──────── Passage ────────
Tokyo starts up nuke plant
Japanese officials turned on the switch for the Monju nuclear reactor August 29, while some 100 people protested outside the plant gate. The protesters said they had collected about one million signatures on a petition opposing the fast breeder reactor, which produces plutonium. About $6 billion was spent to construct the reactor. It has been shut down twice this year because of technical problems.

"Monju is a Japanese nuclear test," said one poster at the demonstration drawing an analogy to Paris's planned nuclear weapons tests in the Pacific. The Japanese government has opposed those tests and recently cut off a number of aid grants to Beijing because of its recent nuclear tests.

Cease-fire signed in Liberia
Liberian military commander, Charles Taylor, and several rivals signed a truce in late August to halt the six-year civil war that was responsible for upwards of 150,000 deaths. A new coalition government was scheduled to take the reigns September 1.

International aid organizations say they found almost 60 percent of the population suffering from severe malnutrition in the central and northern regions of Liberia, which was controlled by Taylor's National Patriot Front of Liberia. Pressure to stop the fighting came from all sectors of society. "Man this war has got to end now. We have no schools, no homes, no food and no money, and if it doesn't stop now we will all die," Capt. J.R. Benson, an 18-year-old soldier in Taylor's forces, told the New York Times.
──────── Excerpted data ────────
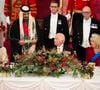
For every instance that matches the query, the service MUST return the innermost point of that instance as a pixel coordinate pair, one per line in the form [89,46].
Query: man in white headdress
[24,33]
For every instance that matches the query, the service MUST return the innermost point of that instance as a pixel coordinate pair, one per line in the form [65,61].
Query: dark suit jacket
[15,37]
[77,37]
[61,28]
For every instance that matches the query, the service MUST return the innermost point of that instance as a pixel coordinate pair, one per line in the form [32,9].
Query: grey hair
[96,38]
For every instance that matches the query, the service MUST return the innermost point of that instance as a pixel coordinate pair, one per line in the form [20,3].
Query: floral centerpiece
[48,63]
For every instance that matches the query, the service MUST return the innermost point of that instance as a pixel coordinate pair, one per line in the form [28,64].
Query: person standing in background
[54,23]
[12,8]
[24,33]
[82,32]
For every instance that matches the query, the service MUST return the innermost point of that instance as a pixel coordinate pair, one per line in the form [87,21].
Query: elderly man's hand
[22,42]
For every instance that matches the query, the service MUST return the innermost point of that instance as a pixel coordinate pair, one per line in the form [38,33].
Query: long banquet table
[64,82]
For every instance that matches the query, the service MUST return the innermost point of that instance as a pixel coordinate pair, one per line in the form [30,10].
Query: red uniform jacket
[12,7]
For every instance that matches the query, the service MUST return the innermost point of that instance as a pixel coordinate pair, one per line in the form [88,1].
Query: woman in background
[93,52]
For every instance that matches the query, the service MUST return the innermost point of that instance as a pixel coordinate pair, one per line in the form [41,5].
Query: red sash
[25,29]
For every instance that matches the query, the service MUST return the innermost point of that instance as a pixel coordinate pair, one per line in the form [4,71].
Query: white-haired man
[25,32]
[59,43]
[82,32]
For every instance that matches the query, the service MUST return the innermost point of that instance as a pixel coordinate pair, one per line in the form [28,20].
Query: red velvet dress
[89,54]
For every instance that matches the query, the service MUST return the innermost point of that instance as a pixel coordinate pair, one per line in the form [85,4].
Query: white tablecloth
[64,82]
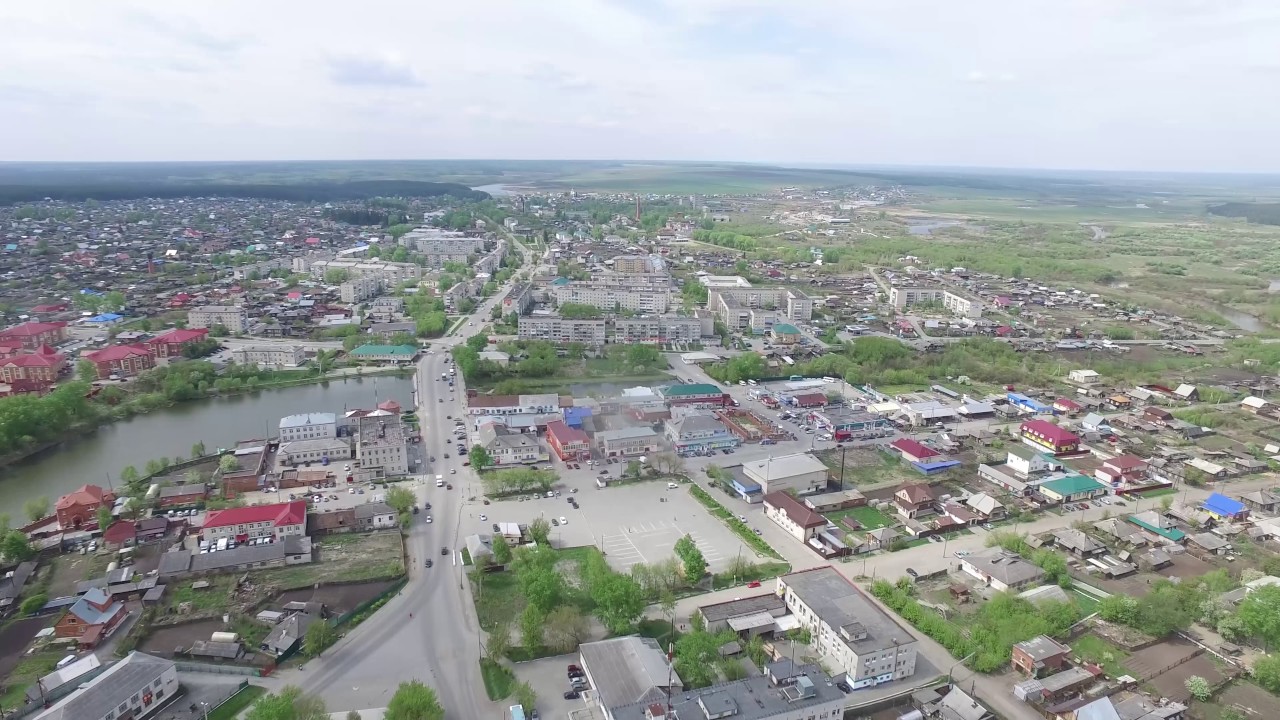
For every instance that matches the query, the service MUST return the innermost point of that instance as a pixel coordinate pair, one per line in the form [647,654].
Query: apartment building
[365,287]
[234,319]
[270,355]
[380,443]
[657,329]
[309,425]
[554,328]
[963,305]
[846,627]
[905,296]
[356,268]
[753,308]
[611,297]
────────
→ Assignment 1: In the news briefs, rewrite the part starting at "International aid organizations" and ending at "New York Times.", swapping "severe malnutrition" for "acute hunger".
→ Assignment 2: Extend the news briefs on Monju and Liberia, picking up after their final sentence.

→ Answer box 1:
International aid organizations say they found almost 60 percent of the population suffering from acute hunger in the central and northern regions of Liberia, which was controlled by Taylor's National Patriot Front of Liberia. Pressure to stop the fighting came from all sectors of society. "Man this war has got to end now. We have no schools, no homes, no food and no money, and if it doesn't stop now we will all die," Capt. J.R. Benson, an 18-year-old soldier in Taylor's forces, told the New York Times.

→ Answer box 2:
Managua offers to buy back debt
Sergio Blandón, Nicaragua's deputy minister of foreign co-operation, said his government is offering to buy back its recognized commercial debt of $1.3 billion for a maximum of eight cents on the dollar. Blandón said the deal will be financed by loans of $80 million at 2 per cent interest from the World Bank and the Inter-American Development Bank. The governments of Sweden, Switzerland, the Netherlands and Germany will loan $30 million.

"This is a unique opportunity," Blandón said of the proposal. "If our creditors don't accept, Nicaragua will not be able to pay." Most of the debt was originally incurred during the U.S.-backed dictatorship of Anastasio Somoza, who was overthrown by the Sandinista revolution in 1979.

Retarded inmate executed
Barry Fairchild, a retarded prisoner, was killed by lethal injection August 31 for the murder of a nurse who was shot 12 years ago. Charles Baker, his attorney, said Fairchild had an I.Q. of 60 to 80, "depending on who gives the test." Although Fairchild did not fire the shots that killed the woman, Arkansas law allows for the execution of accomplices to murder.

Before his trial, Fairchild gave a statement to the cops saying he participated in the kidnapping and rape of the victim, but not in her death. Later he recanted and insisted he had no connection to the crimes. The only evidence linking Fairchild to the crime was his statement to the cops in a videotaped interrogation in which he continually looks away from the camera and appears to be responding to prompting.

Sex offenders law overturned
U.S. district judge John Coughenour ruled August 25 that a sex offenders law in the state of Washington was unconstitutional because it punishes inmates twice for a single crime and violates the right to due process. The 1990 law, the first of its kind in the country, allowed a civil jury to jail for unlimited periods those convicted of violent sex crimes who had already served their sentences. Prisoners were confined to the Special Commitment Center in Monroe, Washington, where they would undergo indefinite counseling and therapy. "The statue has been a sham all along," Russell Leonard, a lawyer with the King County public defender's office told the Washington Post.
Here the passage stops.